TRAVAIL À RÉALISER:
**A)** D'après le texte sur le passage de Peshkhabour, de quelle ville viennent, ces derniers temps, bon nombre des Syriens qui entrent en Iraq comme réfugiés ?
**B)** Traduisez en anglais la phrase suivante, tirée du texte sur le passage de Peshkhabour : « Chaque jour, des familles sont déchirées tandis que d'autres, après avoir été dispersées dans toutes les directions, sont finalement réunies. »
**C)** Poursuivez le texte sur le passage de Peshkhabour au-delà de sa dernière phrase.

TEXTE RETENU:
────────────────────
Déchirement à la frontière
Déchirement à la frontière

PESHKHABOUR, Iraq - Les eaux calmes du Tigre lèchent le bas d'une rampe de ciment abrupte servant de point de passage transfrontalier officiel entre deux pays ravagés par la guerre : la Syrie et l'Iraq. Le conflit syrien perdure et entame maintenant sa cinquième année. Chaque jour, des groupes de près d'une centaine de personnes traversent ici pour rejoindre le Kurdistan iraquien. Toutefois, près d'une cinquantaine de Syriens font le trajet inverse, retournant vers leur pays natal, désespérés.
Au passage transfrontalier de Peshkhabour, des valises surdimensionnées, des sacs de nourriture, des matelas, des radiateurs au kérosène et des jouets pour enfants sont déchargés sous l'oeil vigilant des gardes. Chaque jour, des familles sont déchirées tandis que d'autres, après avoir été dispersées dans toutes les directions, sont finalement réunies.
Ces derniers temps, un bon nombre des Syriens qui entrent en Iraq en tant que réfugiés à Peshkhabour viennent de Kobané, une ville syrienne assiégée située tout près de la frontière turque.
────────────────────
DONNÉES FOURNIES:
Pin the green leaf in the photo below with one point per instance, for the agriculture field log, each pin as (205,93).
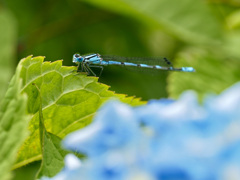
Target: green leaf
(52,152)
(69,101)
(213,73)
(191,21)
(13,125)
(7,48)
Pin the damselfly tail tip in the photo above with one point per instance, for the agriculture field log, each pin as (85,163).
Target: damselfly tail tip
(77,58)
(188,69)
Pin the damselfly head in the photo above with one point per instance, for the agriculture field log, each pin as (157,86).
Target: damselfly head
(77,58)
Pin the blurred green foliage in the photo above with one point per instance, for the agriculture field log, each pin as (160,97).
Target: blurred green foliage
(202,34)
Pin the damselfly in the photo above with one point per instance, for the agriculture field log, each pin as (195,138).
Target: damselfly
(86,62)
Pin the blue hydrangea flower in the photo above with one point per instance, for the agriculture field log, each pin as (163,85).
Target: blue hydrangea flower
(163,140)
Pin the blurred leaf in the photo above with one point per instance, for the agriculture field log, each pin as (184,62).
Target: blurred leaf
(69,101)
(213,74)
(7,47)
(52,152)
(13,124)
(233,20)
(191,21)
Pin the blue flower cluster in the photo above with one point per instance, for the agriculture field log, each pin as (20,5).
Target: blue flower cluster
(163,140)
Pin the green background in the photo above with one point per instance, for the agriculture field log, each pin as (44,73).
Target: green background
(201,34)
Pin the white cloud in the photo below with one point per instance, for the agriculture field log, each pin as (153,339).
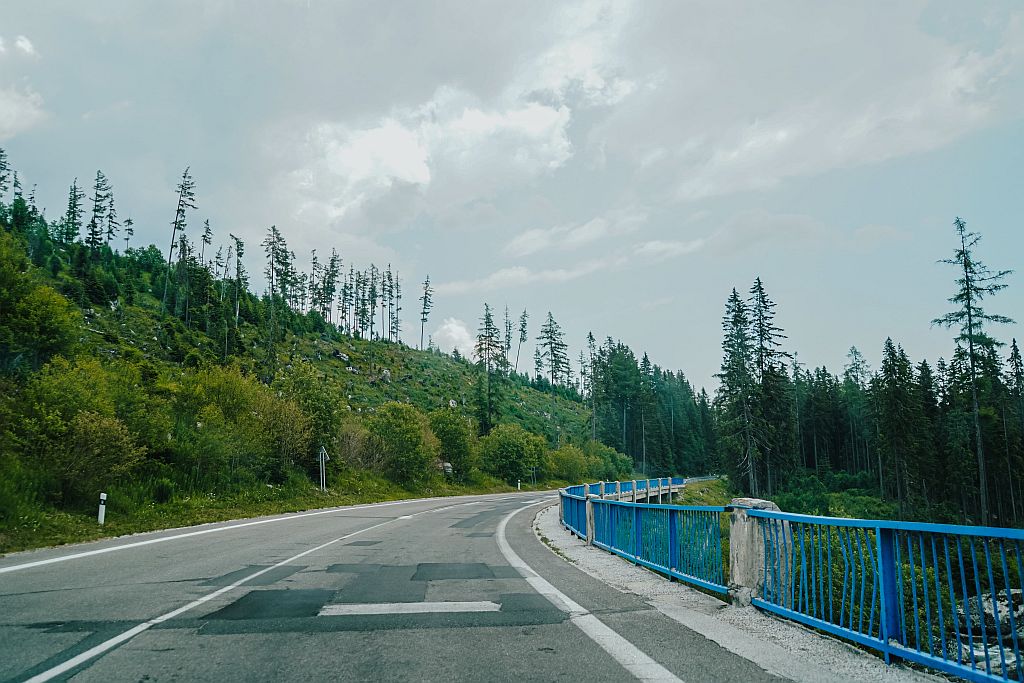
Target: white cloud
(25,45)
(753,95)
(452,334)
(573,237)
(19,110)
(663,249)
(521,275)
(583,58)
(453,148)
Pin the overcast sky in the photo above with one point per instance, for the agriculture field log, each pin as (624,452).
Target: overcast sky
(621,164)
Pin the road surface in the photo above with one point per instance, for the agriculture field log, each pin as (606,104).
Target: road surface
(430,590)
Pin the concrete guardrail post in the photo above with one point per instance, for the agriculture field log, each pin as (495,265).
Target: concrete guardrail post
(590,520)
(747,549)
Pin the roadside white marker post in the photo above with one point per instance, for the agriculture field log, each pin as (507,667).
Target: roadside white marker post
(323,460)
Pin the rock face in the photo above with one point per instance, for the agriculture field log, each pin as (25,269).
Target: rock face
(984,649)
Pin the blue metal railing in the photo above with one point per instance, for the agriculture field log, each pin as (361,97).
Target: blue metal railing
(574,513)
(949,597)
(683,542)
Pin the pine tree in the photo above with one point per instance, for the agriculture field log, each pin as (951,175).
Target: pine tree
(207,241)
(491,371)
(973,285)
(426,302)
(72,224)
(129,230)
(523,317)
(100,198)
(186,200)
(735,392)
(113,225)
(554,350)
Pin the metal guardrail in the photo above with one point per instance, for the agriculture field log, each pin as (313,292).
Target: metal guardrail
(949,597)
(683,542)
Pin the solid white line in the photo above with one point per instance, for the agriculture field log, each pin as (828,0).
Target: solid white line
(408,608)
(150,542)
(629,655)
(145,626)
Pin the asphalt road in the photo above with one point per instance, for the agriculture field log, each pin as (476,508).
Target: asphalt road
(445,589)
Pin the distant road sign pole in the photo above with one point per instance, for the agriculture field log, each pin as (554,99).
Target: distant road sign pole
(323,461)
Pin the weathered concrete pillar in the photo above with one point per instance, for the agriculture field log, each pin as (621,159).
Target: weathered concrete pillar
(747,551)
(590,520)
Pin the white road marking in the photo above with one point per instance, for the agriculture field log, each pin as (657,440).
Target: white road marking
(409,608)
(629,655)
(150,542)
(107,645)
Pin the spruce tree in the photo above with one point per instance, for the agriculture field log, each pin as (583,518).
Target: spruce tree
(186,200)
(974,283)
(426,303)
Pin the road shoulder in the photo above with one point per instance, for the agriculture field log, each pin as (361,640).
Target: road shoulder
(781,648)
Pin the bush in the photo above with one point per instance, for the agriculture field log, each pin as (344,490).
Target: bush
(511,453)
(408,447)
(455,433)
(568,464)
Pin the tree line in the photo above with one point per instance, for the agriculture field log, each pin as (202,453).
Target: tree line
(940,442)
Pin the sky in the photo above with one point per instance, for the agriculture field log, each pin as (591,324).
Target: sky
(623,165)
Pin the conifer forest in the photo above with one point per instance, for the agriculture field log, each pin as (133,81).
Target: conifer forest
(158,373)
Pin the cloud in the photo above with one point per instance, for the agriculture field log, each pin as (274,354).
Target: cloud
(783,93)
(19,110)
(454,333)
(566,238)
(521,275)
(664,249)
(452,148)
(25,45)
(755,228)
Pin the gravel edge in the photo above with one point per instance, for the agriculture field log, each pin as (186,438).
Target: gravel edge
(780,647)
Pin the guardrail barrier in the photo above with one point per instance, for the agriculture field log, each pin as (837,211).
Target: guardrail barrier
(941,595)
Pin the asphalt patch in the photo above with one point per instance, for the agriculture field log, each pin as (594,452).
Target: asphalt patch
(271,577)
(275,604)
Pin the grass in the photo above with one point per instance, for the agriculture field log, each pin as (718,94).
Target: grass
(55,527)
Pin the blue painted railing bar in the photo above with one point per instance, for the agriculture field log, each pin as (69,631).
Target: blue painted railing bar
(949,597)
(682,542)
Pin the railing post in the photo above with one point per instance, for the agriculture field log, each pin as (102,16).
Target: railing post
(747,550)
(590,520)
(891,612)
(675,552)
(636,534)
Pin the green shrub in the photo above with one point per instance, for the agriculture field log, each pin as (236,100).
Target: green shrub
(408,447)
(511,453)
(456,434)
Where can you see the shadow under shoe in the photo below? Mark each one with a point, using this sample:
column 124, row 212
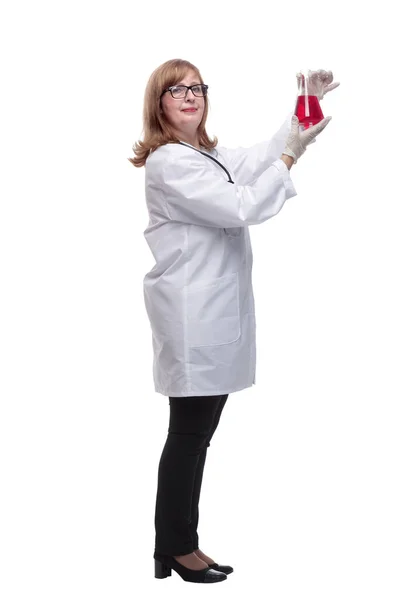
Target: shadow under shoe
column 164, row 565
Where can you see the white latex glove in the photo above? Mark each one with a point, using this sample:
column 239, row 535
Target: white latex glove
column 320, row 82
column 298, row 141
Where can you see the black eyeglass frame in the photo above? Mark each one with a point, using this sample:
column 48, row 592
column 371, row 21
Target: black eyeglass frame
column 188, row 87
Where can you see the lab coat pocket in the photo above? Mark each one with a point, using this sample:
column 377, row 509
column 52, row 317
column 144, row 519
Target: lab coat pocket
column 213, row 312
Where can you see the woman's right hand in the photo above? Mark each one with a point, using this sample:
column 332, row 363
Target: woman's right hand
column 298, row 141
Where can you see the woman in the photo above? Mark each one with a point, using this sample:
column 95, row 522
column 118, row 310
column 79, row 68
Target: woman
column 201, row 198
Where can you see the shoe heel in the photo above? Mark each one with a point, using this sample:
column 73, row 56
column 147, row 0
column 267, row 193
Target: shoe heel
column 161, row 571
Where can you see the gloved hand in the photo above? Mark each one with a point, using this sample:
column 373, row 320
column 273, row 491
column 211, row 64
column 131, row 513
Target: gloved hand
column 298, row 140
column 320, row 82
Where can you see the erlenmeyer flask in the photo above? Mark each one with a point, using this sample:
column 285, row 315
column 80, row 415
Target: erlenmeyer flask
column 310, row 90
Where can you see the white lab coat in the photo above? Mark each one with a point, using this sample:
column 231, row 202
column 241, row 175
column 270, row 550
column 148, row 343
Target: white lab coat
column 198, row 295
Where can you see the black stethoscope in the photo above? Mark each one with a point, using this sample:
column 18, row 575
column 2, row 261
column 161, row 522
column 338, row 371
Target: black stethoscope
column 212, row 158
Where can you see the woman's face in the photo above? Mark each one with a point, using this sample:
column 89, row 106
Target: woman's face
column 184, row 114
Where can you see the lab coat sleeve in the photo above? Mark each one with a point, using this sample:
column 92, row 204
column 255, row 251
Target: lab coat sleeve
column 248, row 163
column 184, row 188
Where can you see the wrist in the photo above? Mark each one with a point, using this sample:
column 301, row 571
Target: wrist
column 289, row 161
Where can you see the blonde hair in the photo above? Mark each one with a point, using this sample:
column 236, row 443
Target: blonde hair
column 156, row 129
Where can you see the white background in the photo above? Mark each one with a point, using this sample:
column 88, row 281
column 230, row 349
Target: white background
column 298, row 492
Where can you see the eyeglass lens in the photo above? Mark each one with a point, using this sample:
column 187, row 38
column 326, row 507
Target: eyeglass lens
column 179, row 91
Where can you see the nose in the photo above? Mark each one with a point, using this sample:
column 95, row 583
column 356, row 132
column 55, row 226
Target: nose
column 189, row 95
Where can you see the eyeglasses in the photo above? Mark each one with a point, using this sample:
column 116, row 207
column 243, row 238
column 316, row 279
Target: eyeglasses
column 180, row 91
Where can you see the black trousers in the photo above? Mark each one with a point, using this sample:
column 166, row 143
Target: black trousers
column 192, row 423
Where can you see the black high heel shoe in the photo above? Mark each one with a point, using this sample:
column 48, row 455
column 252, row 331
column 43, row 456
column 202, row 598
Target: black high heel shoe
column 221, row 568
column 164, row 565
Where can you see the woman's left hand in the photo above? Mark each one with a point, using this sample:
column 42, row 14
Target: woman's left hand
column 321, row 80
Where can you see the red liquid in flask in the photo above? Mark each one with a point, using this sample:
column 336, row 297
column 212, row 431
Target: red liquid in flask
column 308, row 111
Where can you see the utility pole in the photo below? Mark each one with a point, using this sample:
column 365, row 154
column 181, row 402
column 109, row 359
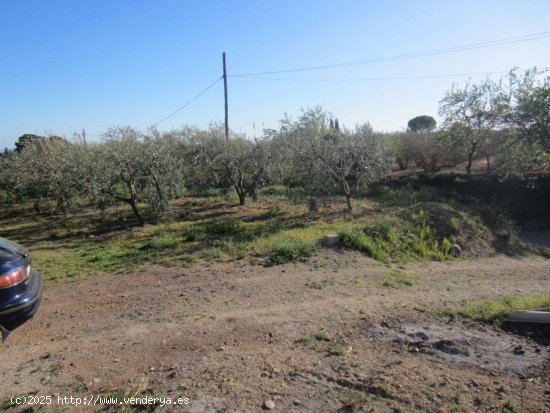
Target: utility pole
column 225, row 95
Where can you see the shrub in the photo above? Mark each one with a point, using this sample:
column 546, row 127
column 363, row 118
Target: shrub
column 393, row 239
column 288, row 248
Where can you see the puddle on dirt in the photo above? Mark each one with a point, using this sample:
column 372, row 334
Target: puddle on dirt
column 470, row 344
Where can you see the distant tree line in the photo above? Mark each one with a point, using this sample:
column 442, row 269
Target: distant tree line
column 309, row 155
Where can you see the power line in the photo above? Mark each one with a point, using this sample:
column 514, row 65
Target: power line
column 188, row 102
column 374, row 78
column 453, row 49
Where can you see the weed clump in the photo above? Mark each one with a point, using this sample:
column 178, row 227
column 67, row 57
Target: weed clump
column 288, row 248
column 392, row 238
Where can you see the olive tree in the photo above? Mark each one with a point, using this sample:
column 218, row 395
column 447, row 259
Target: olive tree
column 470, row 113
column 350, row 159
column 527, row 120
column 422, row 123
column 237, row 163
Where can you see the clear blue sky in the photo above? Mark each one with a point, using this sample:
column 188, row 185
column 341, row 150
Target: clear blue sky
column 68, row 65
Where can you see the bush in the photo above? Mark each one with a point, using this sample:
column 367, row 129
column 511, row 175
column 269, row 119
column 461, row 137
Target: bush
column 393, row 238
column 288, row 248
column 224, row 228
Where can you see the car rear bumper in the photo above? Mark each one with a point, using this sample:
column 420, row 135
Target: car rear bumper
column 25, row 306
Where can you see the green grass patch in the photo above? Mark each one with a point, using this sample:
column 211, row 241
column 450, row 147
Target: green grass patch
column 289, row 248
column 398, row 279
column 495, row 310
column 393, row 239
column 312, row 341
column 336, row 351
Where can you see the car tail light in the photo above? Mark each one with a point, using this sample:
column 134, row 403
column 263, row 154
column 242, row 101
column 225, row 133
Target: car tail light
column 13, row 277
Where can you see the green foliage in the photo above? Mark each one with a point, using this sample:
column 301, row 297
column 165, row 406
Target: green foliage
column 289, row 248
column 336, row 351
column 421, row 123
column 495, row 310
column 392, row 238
────────────────────
RÉPONSES PAR TÂCHE:
**A)** De Kobané, une ville syrienne assiégée située tout près de la frontière turque.

**B)** Every day, families are torn apart while others, after being scattered in every direction, are finally reunited.

**C)**
Kobané a été récemment reprise après des mois meurtriers de siège, de combats de maison en maison et de bombardements aériens incessants sur les zones environnantes. Les autorités locales affirment que la majeure partie des bâtiments de la ville ont été détruits. Nombre des maisons qui tiennent encore debout ont été piégées à l'aide d'explosifs par les militants qui souhaitent empêcher les civils de revenir chez eux.
Malgré les intenses combats qu'a connus Kobané durant l'été dernier, certains résidents disent qu'ils veulent demeurer dans leur maison et attendre la fin des combats.
« On nous a forcés à fuir », explique Nichan, un réfugié originaire de Kobané. Il a récemment discuté avec le HCR, près du passage transfrontalier, mais seulement à la condition de n'être identifié que par un pseudonyme, de peur que sa famille, en Syrie, ne soit victime de représailles. En compagnie de sa belle-soeur Djamila et de ses six enfants, Nichan a survécu au long et dangereux trajet de plusieurs semaines pour traverser le front syrien et franchir plusieurs postes de contrôle, certains dirigés par les forces gouvernementales et d'autres par les divers groupes d'opposition armés.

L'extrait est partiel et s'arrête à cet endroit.